Output the listing below verbatim, from its first line to its last.

============

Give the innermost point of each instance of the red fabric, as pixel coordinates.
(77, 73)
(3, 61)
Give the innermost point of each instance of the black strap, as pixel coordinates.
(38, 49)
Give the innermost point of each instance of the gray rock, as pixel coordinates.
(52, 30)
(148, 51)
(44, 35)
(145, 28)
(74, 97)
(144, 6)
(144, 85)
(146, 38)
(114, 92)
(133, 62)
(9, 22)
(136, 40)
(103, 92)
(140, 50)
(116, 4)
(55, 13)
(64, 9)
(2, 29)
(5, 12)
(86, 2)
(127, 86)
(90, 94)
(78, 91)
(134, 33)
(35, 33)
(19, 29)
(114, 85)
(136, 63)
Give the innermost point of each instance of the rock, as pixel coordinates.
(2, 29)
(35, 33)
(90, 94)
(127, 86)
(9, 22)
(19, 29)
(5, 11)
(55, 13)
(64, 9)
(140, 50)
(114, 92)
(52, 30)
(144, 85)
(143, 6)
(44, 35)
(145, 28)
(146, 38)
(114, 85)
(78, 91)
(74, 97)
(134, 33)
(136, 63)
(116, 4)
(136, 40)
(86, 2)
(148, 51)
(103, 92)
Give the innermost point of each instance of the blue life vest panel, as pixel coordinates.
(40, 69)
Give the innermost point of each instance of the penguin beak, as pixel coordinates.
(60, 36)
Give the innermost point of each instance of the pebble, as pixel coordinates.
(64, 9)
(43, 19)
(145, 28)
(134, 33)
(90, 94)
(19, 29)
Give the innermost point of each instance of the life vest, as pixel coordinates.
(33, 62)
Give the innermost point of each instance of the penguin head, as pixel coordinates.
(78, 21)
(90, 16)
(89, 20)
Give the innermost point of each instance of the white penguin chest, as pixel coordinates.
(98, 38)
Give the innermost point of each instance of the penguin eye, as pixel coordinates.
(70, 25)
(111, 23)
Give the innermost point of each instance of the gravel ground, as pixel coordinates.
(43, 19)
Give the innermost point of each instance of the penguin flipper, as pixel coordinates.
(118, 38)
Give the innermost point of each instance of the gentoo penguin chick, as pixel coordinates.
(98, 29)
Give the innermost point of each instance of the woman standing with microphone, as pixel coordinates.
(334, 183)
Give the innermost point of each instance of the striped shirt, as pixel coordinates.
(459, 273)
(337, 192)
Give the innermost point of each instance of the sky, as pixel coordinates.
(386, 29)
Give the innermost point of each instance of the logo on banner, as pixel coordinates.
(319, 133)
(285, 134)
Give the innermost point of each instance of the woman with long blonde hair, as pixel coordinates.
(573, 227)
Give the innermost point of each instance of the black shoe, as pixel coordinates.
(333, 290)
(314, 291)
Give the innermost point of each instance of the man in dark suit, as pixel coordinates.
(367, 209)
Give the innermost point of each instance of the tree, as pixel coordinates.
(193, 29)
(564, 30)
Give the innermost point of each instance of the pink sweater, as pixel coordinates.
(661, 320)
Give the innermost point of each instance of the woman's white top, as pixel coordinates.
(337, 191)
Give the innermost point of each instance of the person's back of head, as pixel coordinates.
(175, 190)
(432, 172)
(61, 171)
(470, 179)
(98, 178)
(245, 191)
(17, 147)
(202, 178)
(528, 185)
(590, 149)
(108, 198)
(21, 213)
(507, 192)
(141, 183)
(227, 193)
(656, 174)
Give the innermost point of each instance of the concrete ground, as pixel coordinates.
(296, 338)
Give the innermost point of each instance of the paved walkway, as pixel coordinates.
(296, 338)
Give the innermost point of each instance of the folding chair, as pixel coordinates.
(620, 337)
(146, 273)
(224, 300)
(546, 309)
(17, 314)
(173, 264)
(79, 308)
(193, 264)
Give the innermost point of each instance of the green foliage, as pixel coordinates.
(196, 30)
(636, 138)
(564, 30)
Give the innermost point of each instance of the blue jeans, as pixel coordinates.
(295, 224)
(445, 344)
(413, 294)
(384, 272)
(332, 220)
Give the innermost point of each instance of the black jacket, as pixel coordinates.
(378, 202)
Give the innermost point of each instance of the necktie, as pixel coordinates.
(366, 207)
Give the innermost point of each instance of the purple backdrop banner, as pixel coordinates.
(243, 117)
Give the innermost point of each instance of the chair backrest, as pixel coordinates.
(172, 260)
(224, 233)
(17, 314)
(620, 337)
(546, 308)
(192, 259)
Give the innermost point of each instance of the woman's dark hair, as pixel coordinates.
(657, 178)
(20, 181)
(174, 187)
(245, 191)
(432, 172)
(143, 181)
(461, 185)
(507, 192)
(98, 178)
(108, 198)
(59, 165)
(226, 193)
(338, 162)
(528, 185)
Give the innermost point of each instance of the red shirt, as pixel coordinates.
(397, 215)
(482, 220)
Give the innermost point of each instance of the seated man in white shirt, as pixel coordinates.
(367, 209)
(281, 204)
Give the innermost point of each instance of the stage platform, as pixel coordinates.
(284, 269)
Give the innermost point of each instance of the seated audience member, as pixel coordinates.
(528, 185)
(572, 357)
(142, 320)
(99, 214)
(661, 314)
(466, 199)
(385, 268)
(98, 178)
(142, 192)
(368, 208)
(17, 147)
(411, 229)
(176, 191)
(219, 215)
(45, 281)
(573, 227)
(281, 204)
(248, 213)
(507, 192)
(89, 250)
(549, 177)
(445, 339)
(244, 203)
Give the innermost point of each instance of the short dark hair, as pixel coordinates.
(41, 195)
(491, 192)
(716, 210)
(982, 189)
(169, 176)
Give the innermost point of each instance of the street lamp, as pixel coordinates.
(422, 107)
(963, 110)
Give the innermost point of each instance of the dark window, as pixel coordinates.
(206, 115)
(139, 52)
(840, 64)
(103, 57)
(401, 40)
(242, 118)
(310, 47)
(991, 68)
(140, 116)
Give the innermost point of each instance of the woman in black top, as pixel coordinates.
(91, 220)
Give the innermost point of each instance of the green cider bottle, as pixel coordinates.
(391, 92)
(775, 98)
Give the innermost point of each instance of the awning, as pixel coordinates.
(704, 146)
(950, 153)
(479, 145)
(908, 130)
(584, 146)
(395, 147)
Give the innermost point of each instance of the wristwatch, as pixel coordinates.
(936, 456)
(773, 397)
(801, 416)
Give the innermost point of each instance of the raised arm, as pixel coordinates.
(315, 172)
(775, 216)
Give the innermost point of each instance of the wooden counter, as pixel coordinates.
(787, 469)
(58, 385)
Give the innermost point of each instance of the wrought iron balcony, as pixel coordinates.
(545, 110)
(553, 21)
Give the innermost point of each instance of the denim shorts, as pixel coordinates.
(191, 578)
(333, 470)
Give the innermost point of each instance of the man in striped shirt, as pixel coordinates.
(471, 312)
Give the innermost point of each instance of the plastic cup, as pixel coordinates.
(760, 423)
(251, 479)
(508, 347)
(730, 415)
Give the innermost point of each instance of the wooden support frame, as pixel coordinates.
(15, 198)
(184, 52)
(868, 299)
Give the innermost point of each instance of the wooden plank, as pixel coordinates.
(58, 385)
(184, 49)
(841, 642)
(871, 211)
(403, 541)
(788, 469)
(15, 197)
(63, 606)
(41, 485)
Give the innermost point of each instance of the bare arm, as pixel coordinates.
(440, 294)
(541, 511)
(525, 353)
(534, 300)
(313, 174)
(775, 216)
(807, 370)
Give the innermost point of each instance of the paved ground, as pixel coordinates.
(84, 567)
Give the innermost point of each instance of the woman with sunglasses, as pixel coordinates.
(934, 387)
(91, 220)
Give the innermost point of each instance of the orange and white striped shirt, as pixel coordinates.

============

### RESULT FOR THIS TASK:
Give the innermost point of each instance of the red fabric, as pixel coordinates.
(77, 73)
(3, 61)
Give the innermost point of each instance of the black strap, as pixel coordinates.
(38, 49)
Give the innermost point of each instance of the gray rock, as pixel coordinates.
(52, 30)
(148, 51)
(44, 35)
(145, 28)
(74, 97)
(144, 6)
(144, 85)
(146, 38)
(114, 92)
(133, 62)
(9, 22)
(136, 40)
(103, 92)
(140, 50)
(116, 4)
(55, 13)
(64, 9)
(2, 29)
(5, 12)
(86, 2)
(127, 86)
(90, 94)
(78, 91)
(134, 33)
(35, 33)
(19, 29)
(114, 85)
(136, 63)
Give the innermost point of each instance of the rock, as pixel coordinates.
(2, 29)
(35, 33)
(90, 94)
(127, 86)
(9, 22)
(19, 29)
(5, 11)
(55, 13)
(64, 9)
(140, 50)
(114, 92)
(52, 30)
(144, 85)
(143, 6)
(44, 35)
(145, 28)
(146, 38)
(114, 85)
(78, 91)
(74, 97)
(134, 33)
(136, 63)
(116, 4)
(136, 40)
(86, 2)
(148, 51)
(103, 92)
Give the innermost point of each instance of the blue life vest panel, as pixel coordinates.
(40, 69)
Give the innermost point of each instance of the penguin beak, as pixel coordinates.
(60, 36)
Give the innermost point of each instance of the pebble, as pixel coordinates.
(64, 9)
(43, 19)
(145, 28)
(134, 33)
(90, 94)
(19, 29)
Give the innermost point of each instance of the life vest, as pixel coordinates.
(33, 62)
Give the innermost point of each instance of the penguin head, as pixel coordinates.
(78, 21)
(90, 16)
(89, 20)
Give the innermost point of each instance of the white penguin chest, as pixel coordinates.
(98, 38)
Give the innermost point of each instance of the penguin eye, as pixel coordinates.
(70, 25)
(111, 23)
Give the innermost point of each instance of the gravel ground, as pixel coordinates.
(43, 19)
Give the innermost point of each instance of the penguin flipper, as pixel coordinates.
(118, 38)
Give the innermost point of each instance of the gentoo penguin chick, as pixel coordinates.
(98, 29)
Give the innermost point of each instance of the woman standing with microphone, as pixel coordinates.
(334, 183)
Give the innermost point of each instance of the striped shirt, as pixel coordinates.
(459, 273)
(337, 192)
Give the innermost point of each instance of the sky, as pixel coordinates.
(386, 29)
Give the innermost point of each instance of the logo on banner, as pixel coordinates.
(319, 133)
(285, 134)
Give the innermost point of each instance of the woman with long blonde hair, as pixel coordinates.
(573, 227)
Give the innermost point of each instance of the black shoe, as pixel coordinates.
(333, 290)
(314, 291)
Give the innermost point of each instance of the man in dark suit, as pixel coordinates.
(367, 209)
Give the innermost point of each instance of the tree, as pixel coordinates.
(193, 29)
(564, 30)
Give the innermost point of each instance of the pink sweater, as pixel coordinates.
(661, 320)
Give the innermost point of each instance of the woman's white top, as pixel coordinates.
(337, 191)
Give the innermost point of each instance of the person's back of head, as pixel coordinates.
(175, 190)
(432, 172)
(61, 171)
(470, 179)
(98, 178)
(245, 191)
(17, 147)
(202, 178)
(528, 185)
(590, 149)
(108, 198)
(21, 213)
(507, 192)
(141, 183)
(227, 193)
(656, 174)
Give the innermost point of each instance of the concrete ground, as pixel coordinates.
(296, 338)
Give the innermost point of each instance of the paved walkway, as pixel coordinates.
(296, 338)
Give the innermost point of each instance of the folding chair, as pixel coordinates.
(620, 337)
(146, 273)
(224, 300)
(546, 309)
(17, 314)
(173, 264)
(79, 308)
(193, 264)
Give the innermost point of each instance of the green foliage, as pixel coordinates.
(196, 30)
(636, 138)
(564, 30)
Give the innermost point of each instance of the blue jeans, as pixel coordinates.
(295, 224)
(445, 344)
(413, 294)
(384, 272)
(332, 220)
Give the innermost point of each instance of the black jacket, as pixel coordinates.
(378, 202)
Give the innermost point of each instance of the necktie, as pixel coordinates.
(366, 207)
Give the innermost point of each instance of the purple backdrop banner, as pixel coordinates.
(243, 117)
Give the innermost point of each instance of the chair backrest, as pixel coordinates.
(172, 260)
(224, 233)
(17, 314)
(620, 337)
(546, 308)
(192, 259)
Give the innermost point of each instance of the woman's dark hair, as pixel coordinates.
(657, 178)
(20, 181)
(174, 187)
(245, 191)
(432, 172)
(143, 181)
(461, 185)
(507, 192)
(98, 178)
(108, 198)
(59, 165)
(226, 193)
(338, 162)
(528, 185)
Give the innermost point of each instance of the red shirt, as pixel coordinates.
(397, 215)
(482, 220)
Give the innermost point of each instance of the seated man in white shirt, as pixel coordinates.
(367, 209)
(281, 204)
Give the innermost point of each instance of the stage platform, as pixel coordinates.
(284, 269)
Give the innermost point of each instance of the seated audience member, as pixel coordinates.
(528, 185)
(572, 357)
(142, 320)
(99, 214)
(661, 314)
(466, 199)
(385, 268)
(98, 178)
(142, 192)
(368, 208)
(17, 147)
(411, 229)
(176, 191)
(219, 215)
(45, 281)
(573, 227)
(281, 204)
(248, 213)
(507, 192)
(89, 250)
(549, 177)
(445, 339)
(244, 203)
Give the innermost point of each instance of the short dark hair, as pixel coordinates.
(41, 195)
(491, 192)
(716, 210)
(982, 189)
(169, 176)
Give the innermost point of each instance of the street lamp, as pixel coordinates.
(422, 107)
(963, 110)
Give the innermost point of each instance of the dark window, as pixel coordinates.
(206, 115)
(139, 52)
(840, 64)
(103, 57)
(401, 40)
(242, 118)
(310, 47)
(991, 68)
(140, 116)
Give the innermost point of each instance of the woman in black top, as pixel coordinates.
(91, 220)
Give the innermost point of each instance of the green cider bottle, as pixel coordinates.
(391, 92)
(775, 98)
Give the innermost point of each instance of the awning, as pixel coordinates.
(704, 146)
(950, 153)
(479, 145)
(908, 130)
(584, 146)
(395, 147)
Give the innermost point of each instance of the wristwatch, as pixel coordinates.
(936, 456)
(773, 397)
(801, 416)
Give the innermost point of each instance of the raised arm, as pixel coordinates.
(315, 172)
(775, 216)
Give the innermost point of each instance of the wooden counter, as pixel coordinates.
(787, 469)
(58, 385)
Give the innermost point of each instance of the wrought iron balcony, as pixel coordinates.
(545, 110)
(553, 21)
Give the innermost point of each instance of the denim shorts, as pixel coordinates.
(191, 578)
(333, 470)
Give the innermost point of each instance of the man in striped shirt, as pixel coordinates.
(471, 312)
Give the innermost point of each instance of the plastic cup, as pixel coordinates.
(760, 423)
(251, 479)
(508, 347)
(730, 415)
Give the innermost point of each instance of the wooden support frame, as pixel coordinates.
(15, 198)
(184, 52)
(868, 299)
Give the innermost point of each instance of the wooden plank, as pixel coordinates.
(58, 385)
(184, 49)
(841, 642)
(871, 211)
(403, 541)
(788, 469)
(15, 197)
(63, 606)
(41, 485)
Give the innermost point of each instance of the bare arm, as pixel coordinates.
(440, 294)
(541, 511)
(525, 353)
(534, 300)
(313, 174)
(775, 216)
(807, 370)
Give the innermost point of each instance of the paved ground, as pixel coordinates.
(84, 567)
Give the innermost point of each instance of the woman with sunglasses, as pixel coordinates.
(934, 387)
(91, 220)
Give the innermost point of each instance of the orange and white striped shirt, as pixel coordinates.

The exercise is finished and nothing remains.